▶ **RECORDS SHOWN**
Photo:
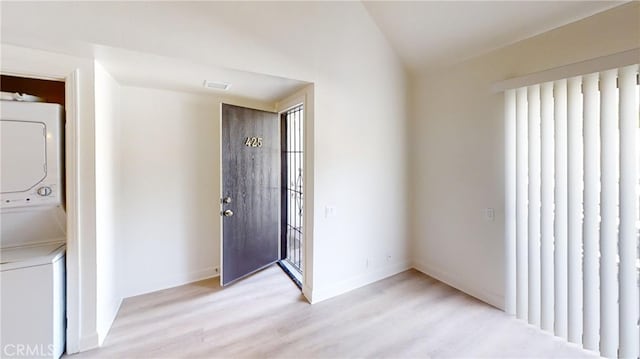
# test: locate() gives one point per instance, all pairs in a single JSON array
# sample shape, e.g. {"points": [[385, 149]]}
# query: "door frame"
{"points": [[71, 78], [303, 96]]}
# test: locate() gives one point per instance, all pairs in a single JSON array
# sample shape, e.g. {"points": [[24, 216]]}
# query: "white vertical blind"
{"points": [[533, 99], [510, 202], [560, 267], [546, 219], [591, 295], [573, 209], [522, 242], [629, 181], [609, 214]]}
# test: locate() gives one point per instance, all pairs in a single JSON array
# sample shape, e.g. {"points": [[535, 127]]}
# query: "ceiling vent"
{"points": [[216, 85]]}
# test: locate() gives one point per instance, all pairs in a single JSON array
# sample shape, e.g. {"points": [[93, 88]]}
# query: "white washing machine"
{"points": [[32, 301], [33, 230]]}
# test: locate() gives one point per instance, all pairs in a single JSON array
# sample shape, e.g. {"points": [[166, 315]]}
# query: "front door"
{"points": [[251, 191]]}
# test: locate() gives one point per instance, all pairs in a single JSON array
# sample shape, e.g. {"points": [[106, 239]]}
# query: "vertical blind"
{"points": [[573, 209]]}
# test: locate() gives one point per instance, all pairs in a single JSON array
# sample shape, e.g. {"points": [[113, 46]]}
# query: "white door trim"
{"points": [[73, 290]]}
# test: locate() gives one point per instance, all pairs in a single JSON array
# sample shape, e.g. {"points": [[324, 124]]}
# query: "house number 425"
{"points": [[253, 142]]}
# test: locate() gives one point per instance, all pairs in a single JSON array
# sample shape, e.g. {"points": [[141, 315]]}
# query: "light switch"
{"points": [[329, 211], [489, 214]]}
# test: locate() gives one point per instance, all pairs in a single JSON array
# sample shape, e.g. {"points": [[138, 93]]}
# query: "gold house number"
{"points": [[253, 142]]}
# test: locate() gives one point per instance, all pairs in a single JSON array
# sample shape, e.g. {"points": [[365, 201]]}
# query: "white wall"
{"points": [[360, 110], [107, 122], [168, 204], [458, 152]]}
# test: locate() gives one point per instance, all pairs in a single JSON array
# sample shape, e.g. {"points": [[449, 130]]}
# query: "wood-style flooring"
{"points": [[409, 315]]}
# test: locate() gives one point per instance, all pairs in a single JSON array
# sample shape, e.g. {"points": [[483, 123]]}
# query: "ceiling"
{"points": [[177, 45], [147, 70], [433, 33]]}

==

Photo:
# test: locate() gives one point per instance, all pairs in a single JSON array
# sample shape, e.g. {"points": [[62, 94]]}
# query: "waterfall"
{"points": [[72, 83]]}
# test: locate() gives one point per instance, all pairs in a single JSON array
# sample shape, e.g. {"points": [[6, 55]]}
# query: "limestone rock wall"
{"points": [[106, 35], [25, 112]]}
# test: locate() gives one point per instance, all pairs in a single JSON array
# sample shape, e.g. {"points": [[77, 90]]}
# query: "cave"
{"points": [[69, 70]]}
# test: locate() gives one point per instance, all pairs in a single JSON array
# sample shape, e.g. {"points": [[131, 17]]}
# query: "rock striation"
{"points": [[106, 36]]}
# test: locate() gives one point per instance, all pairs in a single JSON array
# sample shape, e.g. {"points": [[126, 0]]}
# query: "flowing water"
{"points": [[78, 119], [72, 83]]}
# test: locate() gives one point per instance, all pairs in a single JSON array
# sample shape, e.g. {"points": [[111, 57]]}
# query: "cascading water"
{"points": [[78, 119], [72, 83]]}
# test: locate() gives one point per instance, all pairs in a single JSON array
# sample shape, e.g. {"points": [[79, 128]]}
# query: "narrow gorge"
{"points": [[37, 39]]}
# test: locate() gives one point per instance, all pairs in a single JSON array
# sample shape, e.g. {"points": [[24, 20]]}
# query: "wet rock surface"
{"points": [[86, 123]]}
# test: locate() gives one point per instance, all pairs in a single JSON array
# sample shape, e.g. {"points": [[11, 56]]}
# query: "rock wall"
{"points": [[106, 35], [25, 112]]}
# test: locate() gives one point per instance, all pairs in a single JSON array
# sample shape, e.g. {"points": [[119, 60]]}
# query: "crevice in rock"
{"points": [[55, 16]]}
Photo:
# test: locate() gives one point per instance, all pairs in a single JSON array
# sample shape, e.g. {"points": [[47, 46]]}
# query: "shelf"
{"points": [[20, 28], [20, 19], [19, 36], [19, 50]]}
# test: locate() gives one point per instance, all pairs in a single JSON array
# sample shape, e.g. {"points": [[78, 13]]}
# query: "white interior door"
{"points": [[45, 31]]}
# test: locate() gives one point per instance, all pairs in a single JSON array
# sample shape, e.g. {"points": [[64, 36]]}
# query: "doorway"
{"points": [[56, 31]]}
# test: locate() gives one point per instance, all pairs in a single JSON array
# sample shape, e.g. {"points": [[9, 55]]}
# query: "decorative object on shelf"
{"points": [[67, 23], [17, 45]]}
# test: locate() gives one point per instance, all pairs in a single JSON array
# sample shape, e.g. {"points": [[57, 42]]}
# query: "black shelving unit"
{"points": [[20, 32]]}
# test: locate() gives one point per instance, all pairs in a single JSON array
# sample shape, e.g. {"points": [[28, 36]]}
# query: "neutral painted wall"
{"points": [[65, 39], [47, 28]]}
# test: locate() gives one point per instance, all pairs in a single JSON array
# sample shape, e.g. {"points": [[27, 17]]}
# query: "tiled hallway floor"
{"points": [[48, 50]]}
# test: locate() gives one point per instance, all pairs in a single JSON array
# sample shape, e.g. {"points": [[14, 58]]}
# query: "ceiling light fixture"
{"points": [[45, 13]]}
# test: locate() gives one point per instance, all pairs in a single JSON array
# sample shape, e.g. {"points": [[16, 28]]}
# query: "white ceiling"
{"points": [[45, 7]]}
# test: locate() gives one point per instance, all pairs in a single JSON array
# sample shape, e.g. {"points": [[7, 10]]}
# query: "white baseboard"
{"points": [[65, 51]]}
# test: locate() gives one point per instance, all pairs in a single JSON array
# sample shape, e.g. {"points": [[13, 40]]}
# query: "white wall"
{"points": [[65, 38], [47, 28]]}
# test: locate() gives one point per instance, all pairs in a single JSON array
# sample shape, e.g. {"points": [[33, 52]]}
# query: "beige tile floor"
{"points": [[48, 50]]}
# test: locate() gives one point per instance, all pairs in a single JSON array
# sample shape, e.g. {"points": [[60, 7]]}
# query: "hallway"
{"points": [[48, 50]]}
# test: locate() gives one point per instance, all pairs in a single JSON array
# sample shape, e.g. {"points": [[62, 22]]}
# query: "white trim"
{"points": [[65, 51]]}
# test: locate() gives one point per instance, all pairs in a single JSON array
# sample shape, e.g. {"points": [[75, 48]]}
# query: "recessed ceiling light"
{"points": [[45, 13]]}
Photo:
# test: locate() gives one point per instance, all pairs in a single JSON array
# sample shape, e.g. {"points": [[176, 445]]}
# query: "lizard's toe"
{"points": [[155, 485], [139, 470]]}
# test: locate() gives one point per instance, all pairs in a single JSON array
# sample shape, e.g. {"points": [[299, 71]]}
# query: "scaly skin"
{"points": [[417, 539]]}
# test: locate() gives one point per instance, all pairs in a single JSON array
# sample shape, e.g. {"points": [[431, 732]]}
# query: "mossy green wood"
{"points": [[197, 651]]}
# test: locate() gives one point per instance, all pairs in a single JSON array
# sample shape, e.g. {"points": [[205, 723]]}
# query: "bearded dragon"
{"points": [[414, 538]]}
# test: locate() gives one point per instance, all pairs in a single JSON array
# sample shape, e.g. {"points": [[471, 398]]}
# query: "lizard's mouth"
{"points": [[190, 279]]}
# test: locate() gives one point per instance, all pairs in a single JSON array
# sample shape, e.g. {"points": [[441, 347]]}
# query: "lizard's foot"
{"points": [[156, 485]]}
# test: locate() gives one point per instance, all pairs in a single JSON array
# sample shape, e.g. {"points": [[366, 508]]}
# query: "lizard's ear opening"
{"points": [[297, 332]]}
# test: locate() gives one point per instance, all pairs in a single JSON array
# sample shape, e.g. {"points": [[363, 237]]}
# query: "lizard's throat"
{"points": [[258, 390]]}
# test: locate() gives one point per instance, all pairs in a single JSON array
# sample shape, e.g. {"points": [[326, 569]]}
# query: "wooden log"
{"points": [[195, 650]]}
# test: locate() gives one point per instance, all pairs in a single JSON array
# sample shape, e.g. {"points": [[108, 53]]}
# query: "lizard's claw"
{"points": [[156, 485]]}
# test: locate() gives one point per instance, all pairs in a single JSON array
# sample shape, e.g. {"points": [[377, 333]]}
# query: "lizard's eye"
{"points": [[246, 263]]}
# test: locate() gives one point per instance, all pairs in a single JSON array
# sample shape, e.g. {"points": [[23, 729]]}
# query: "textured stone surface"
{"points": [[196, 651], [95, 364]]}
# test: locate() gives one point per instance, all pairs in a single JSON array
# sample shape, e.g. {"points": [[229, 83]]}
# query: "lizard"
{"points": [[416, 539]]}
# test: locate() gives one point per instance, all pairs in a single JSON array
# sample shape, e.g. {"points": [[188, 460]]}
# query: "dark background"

▶ **DIRECTION**
Identify each line in the records above that contains the string "house" and copy those lines.

▶ **FINISHED ANSWER**
# query: "house number 425"
# query: "gold house number"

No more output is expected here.